## What the exercise asks
How many lines in the items below contain the word "yellow"? Reply with only the number.

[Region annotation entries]
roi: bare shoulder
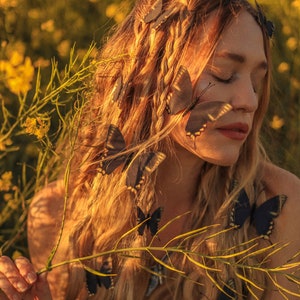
[264,164,300,234]
[263,163,300,300]
[263,163,300,199]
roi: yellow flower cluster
[0,134,12,151]
[270,115,284,130]
[23,117,50,139]
[105,0,130,23]
[0,172,13,192]
[0,51,34,95]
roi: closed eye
[212,75,234,84]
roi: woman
[0,0,300,299]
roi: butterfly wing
[147,207,162,236]
[137,207,147,235]
[100,124,127,174]
[97,261,112,289]
[167,66,193,115]
[252,195,287,239]
[230,189,251,228]
[218,278,237,300]
[126,152,166,192]
[185,101,232,136]
[85,270,98,295]
[111,76,123,102]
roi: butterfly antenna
[183,82,215,116]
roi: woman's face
[170,11,267,166]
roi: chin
[202,156,239,167]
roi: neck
[157,144,204,208]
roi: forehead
[215,11,266,62]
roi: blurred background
[0,0,300,256]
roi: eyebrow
[216,51,268,70]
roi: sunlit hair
[67,0,270,299]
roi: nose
[230,79,258,112]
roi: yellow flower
[0,51,34,95]
[270,115,284,130]
[105,4,118,18]
[0,171,13,192]
[277,61,290,73]
[41,19,55,32]
[23,117,50,139]
[0,134,12,151]
[286,37,298,51]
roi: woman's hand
[0,256,52,300]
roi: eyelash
[212,75,234,84]
[212,74,259,94]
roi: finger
[15,257,37,284]
[0,256,30,293]
[0,272,22,300]
[34,273,52,300]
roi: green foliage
[0,0,300,278]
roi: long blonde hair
[62,0,270,299]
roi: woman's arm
[264,164,300,300]
[28,181,71,300]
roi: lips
[217,122,249,141]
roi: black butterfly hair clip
[217,278,238,300]
[99,124,165,193]
[144,0,175,30]
[137,206,162,236]
[85,259,114,295]
[144,0,162,23]
[255,1,275,38]
[166,66,232,137]
[229,189,287,239]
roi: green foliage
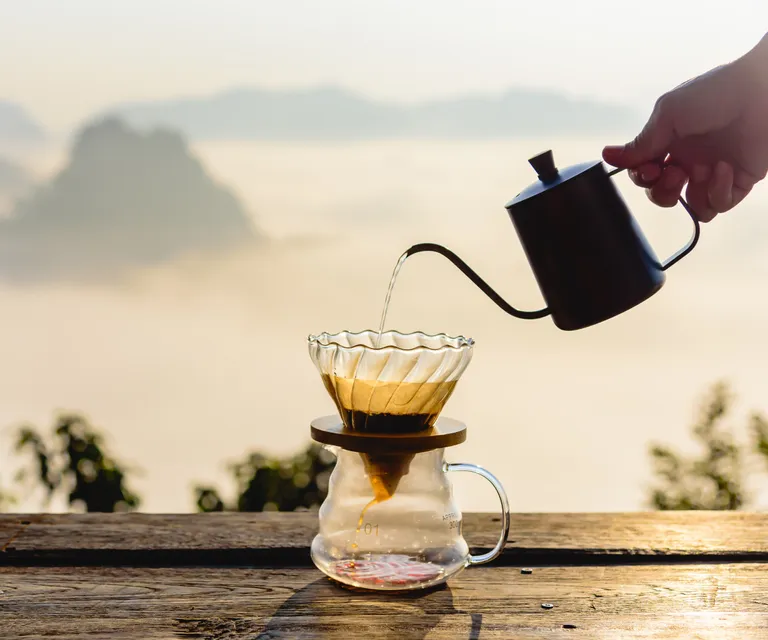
[651,382,768,511]
[0,487,16,513]
[195,443,336,512]
[16,415,140,512]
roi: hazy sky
[0,0,768,130]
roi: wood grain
[0,563,768,640]
[0,512,768,566]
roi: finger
[649,165,688,207]
[603,96,675,168]
[628,162,663,187]
[685,180,717,222]
[707,160,734,213]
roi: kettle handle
[405,242,551,320]
[608,169,701,271]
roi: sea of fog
[0,139,768,512]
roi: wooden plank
[0,512,768,566]
[0,563,768,640]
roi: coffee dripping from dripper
[309,331,509,591]
[400,151,699,331]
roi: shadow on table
[256,578,483,640]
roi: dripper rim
[307,329,475,353]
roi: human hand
[603,36,768,222]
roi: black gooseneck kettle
[406,151,699,331]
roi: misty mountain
[0,120,262,280]
[108,88,639,140]
[0,157,32,193]
[0,100,46,144]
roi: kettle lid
[505,150,602,209]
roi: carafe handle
[608,169,701,271]
[445,462,509,565]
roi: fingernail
[715,160,730,178]
[691,164,710,182]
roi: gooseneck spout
[405,242,550,320]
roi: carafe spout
[405,242,550,320]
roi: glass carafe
[312,447,509,591]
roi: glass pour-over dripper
[309,331,474,502]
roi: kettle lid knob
[528,150,559,184]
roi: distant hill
[0,120,262,280]
[112,88,639,140]
[0,100,46,144]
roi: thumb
[603,100,675,169]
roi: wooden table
[0,512,768,640]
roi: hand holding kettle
[603,36,768,222]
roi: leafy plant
[16,414,140,512]
[651,382,768,510]
[195,443,336,512]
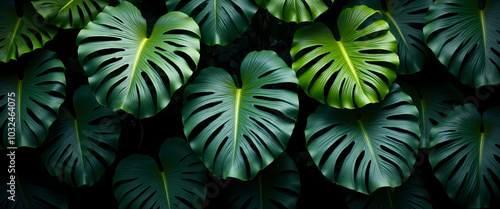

## Response to this exercise
2